- ARTICOLO -
▼▼▼

Diagramma di uguale intensità sonora

Diagramma ISO 226:2003. La curva (40 phon), è della precedente ISO 226:1987.

Il diagramma di uguale intensità sonora, detto anche diagramma delle curve isofoniche, rappresenta in modo grafico, la media della risposta in frequenza dell'orecchio umano più giovane, sotto particolari condizioni descritte nella ISO 226:2023, e specifica le combinazioni dei livelli di pressione sonora e frequenze di toni puri continui, percepiti come ugualmente forti dagli ascoltatori umani.[1] In realtà, queste curve sono tratte dai dati di ascolto di persone giovani (18-25 anni), di suoni mofonici generati in un punto centrale di fronte all'ascoltatore.

▲▲▲

- DATI REGISTRATI -

▼▼▼

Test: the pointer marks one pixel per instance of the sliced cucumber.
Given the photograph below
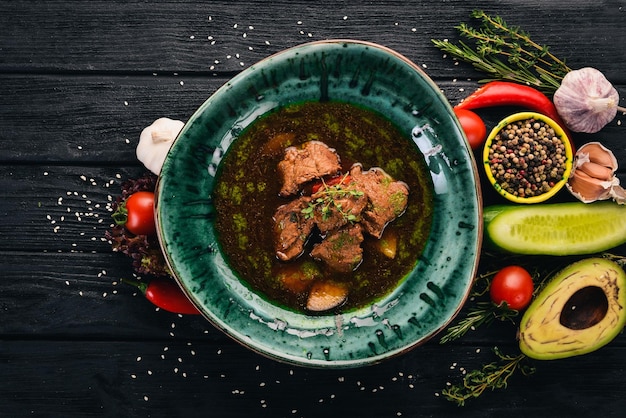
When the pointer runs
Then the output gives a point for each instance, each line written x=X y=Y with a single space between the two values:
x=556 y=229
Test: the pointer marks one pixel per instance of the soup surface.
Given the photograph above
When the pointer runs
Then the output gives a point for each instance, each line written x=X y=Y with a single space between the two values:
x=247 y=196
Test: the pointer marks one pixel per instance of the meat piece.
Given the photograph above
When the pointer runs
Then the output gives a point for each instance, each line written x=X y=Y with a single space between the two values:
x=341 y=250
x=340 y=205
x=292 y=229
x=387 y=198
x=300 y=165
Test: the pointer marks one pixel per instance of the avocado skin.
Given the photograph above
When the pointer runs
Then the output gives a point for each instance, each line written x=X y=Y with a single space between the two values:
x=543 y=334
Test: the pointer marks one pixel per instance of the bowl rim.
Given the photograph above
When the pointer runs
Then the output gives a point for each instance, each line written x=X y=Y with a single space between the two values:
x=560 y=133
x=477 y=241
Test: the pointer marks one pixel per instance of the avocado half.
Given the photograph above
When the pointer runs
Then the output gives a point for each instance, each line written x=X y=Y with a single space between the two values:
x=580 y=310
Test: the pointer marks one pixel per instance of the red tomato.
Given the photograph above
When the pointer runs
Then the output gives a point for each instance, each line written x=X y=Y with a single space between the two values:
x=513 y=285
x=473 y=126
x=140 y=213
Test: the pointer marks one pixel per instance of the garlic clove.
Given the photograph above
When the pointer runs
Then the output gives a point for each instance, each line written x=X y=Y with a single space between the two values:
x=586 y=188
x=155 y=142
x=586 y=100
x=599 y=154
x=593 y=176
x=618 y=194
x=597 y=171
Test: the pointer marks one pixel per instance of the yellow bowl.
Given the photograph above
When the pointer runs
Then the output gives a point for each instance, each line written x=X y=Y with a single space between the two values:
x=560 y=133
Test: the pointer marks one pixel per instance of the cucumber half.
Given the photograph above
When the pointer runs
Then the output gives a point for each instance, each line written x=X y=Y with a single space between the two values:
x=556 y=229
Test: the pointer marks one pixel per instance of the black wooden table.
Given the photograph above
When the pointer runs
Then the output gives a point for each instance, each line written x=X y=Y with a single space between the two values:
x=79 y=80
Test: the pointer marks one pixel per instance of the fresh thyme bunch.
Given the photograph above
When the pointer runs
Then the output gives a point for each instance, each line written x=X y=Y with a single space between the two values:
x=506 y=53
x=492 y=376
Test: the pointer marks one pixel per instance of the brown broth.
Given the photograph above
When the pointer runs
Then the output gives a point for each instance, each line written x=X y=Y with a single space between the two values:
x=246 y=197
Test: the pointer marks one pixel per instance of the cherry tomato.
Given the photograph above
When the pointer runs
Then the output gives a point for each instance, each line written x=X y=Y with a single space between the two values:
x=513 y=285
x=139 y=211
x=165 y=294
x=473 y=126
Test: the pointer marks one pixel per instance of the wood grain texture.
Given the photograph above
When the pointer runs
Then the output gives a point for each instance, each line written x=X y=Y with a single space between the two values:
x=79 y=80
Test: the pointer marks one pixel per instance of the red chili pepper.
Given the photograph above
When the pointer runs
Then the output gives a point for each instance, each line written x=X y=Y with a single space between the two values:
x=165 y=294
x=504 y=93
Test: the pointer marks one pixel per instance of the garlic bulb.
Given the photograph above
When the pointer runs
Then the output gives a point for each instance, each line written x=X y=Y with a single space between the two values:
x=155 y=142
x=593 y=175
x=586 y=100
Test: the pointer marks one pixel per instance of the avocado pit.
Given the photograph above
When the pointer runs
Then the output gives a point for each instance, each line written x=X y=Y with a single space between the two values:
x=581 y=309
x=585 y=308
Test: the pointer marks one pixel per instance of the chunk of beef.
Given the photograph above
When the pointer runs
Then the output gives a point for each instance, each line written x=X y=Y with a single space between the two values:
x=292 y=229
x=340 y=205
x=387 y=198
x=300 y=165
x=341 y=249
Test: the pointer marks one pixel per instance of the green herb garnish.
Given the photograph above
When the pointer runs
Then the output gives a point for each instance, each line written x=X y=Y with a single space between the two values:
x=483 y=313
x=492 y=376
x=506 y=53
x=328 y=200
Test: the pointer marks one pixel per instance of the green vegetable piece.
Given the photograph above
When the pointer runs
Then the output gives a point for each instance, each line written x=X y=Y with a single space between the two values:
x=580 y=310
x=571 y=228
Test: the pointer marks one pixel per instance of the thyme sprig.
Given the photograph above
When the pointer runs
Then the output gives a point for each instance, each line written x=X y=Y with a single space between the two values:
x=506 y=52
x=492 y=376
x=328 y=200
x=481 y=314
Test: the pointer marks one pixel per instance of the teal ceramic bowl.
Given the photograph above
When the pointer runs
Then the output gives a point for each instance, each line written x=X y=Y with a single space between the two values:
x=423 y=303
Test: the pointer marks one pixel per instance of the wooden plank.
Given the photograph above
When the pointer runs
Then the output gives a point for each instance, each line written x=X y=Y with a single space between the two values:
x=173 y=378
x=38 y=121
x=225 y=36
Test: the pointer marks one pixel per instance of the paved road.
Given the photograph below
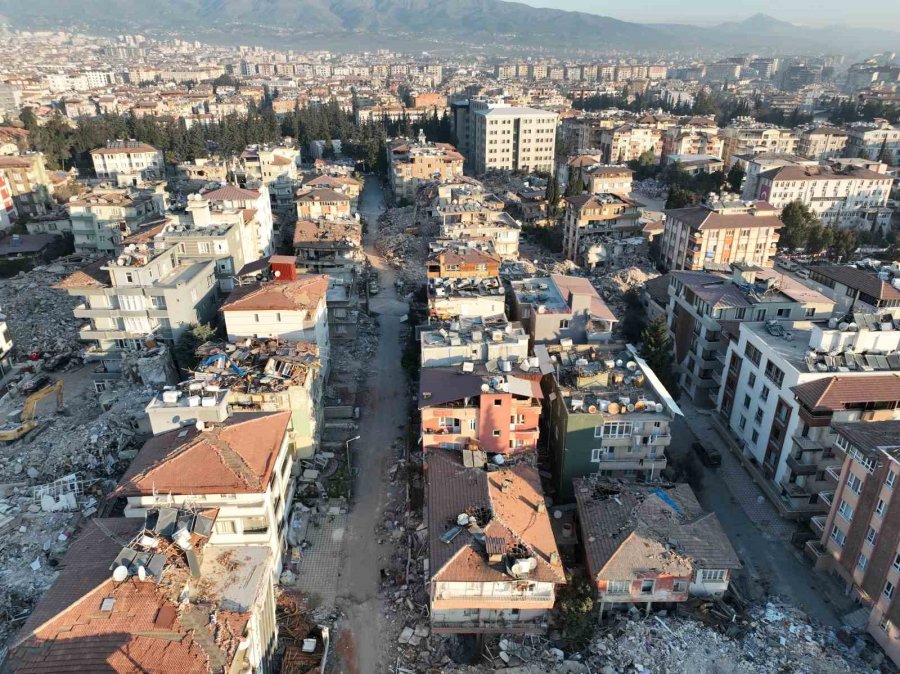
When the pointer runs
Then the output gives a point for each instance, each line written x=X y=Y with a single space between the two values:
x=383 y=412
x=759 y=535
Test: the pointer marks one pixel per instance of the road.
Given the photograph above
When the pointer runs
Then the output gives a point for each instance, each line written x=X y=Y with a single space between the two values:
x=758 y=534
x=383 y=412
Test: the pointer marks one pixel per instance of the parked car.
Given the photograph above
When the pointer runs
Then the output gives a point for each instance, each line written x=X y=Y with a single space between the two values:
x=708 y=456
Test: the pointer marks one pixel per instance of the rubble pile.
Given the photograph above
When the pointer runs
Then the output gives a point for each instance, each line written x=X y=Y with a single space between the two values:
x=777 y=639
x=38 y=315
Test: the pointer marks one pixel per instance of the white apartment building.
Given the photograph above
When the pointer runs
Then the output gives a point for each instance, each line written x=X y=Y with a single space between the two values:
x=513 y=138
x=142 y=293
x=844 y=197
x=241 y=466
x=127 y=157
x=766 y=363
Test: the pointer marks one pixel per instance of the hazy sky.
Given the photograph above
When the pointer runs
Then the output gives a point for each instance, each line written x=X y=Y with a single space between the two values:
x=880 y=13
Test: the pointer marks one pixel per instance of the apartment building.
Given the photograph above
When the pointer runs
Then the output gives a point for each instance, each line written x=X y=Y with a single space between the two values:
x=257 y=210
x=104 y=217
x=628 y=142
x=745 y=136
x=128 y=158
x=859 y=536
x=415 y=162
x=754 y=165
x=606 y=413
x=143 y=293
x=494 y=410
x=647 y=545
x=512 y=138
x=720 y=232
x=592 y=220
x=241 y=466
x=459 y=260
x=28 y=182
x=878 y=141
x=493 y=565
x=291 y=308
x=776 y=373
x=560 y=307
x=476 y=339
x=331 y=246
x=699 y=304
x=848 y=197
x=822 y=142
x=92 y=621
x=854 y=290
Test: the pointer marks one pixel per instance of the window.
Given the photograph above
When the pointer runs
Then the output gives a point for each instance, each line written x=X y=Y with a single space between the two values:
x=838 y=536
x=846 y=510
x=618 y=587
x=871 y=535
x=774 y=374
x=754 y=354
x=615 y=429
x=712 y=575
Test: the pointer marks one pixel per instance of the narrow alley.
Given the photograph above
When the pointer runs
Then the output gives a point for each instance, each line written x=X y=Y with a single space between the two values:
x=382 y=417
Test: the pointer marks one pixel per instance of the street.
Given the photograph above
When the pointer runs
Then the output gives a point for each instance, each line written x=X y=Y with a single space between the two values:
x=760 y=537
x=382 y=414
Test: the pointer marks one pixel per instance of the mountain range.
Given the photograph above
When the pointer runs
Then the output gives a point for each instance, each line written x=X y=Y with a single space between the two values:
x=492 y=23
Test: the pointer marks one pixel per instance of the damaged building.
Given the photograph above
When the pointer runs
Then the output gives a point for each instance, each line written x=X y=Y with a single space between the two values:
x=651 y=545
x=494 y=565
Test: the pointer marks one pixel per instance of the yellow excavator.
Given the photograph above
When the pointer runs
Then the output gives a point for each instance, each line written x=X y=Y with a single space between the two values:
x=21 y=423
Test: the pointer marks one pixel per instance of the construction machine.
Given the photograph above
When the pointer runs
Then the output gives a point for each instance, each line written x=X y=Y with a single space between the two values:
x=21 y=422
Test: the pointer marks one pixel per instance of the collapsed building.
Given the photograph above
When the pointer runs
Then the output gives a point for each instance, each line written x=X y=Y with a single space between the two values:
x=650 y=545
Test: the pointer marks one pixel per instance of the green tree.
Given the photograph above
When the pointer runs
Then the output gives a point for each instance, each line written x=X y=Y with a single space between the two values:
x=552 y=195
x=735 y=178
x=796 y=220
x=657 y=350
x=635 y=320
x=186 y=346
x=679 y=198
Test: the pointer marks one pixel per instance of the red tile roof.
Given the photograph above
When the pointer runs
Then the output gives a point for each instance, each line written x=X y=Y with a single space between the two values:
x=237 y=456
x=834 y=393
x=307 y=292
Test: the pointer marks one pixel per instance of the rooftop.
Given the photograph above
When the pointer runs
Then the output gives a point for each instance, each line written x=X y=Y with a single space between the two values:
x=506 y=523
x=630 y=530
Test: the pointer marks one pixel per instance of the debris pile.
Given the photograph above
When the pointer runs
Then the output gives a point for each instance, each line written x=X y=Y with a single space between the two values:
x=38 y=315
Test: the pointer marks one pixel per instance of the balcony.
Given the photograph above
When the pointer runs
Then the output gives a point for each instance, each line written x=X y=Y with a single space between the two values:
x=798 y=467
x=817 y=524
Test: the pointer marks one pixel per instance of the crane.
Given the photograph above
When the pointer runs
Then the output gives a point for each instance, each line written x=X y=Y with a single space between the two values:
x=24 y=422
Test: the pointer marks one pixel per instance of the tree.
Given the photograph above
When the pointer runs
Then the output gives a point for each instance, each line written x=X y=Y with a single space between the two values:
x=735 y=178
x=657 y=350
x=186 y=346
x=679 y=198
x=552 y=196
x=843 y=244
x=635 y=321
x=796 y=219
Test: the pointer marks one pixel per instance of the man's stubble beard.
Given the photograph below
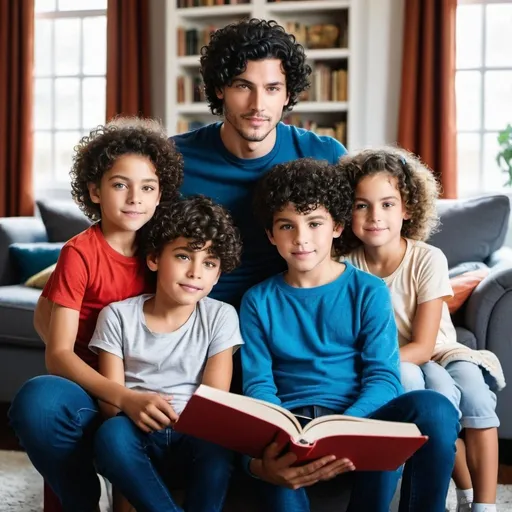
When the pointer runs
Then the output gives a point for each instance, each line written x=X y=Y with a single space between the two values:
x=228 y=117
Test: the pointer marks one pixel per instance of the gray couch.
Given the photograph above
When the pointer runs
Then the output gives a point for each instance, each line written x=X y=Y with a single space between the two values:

▲▲▲

- ESERCIZIO -
Trascrivi senza modifiche il passo dell'articolo sulle curve isofoniche che si apre con le parole contenenti "Diagramma ISO 226:2003." e si chiude con "di fronte all'ascoltatore.".

- SOLUZIONE -
Diagramma ISO 226:2003. La curva (40 phon), è della precedente ISO 226:1987.

Il diagramma di uguale intensità sonora, detto anche diagramma delle curve isofoniche, rappresenta in modo grafico, la media della risposta in frequenza dell'orecchio umano più giovane, sotto particolari condizioni descritte nella ISO 226:2023, e specifica le combinazioni dei livelli di pressione sonora e frequenze di toni puri continui, percepiti come ugualmente forti dagli ascoltatori umani.[1] In realtà, queste curve sono tratte dai dati di ascolto di persone giovani (18-25 anni), di suoni mofonici generati in un punto centrale di fronte all'ascoltatore.